• **The problem**: The line with "Target: dessert plate" marks where to begin; print it and all lines after it in the material below exactly, skipping pictures.

• • •

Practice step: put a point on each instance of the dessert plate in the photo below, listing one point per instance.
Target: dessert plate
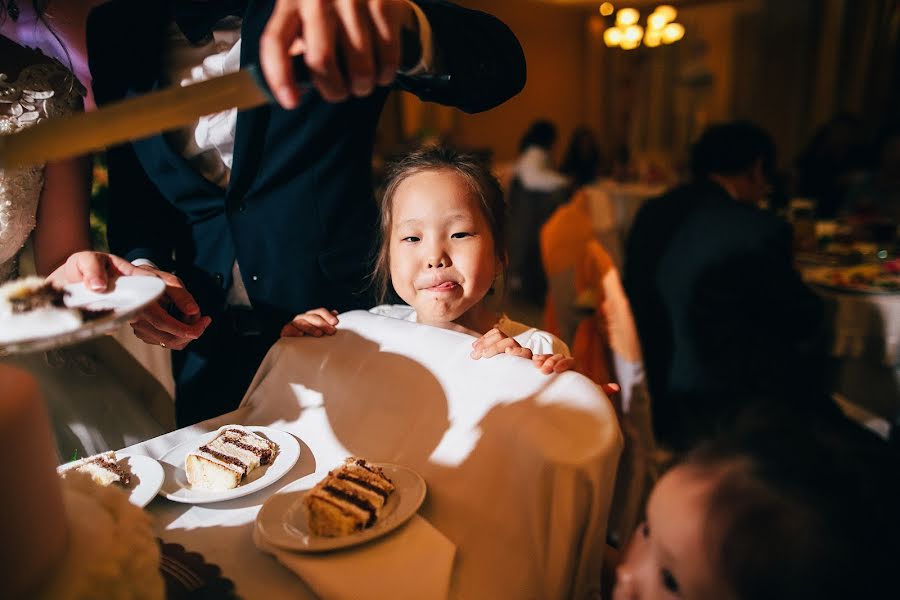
(176, 487)
(146, 478)
(282, 521)
(42, 330)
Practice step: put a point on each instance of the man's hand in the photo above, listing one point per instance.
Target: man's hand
(174, 321)
(553, 363)
(349, 45)
(316, 323)
(496, 342)
(95, 269)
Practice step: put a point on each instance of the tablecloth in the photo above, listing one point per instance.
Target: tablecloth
(520, 466)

• • •

• **Output for this exercise**:
Target: dessert plate
(176, 487)
(146, 478)
(282, 521)
(42, 330)
Practice step: put a point on each instance of the man's hand in the photo above, listing one point per instance.
Target: man's hand
(174, 321)
(553, 363)
(349, 45)
(316, 323)
(496, 342)
(95, 269)
Practice step: put a point on each instance of the tablecloth in the photo above, listing one point per instance.
Target: tablecloth
(520, 466)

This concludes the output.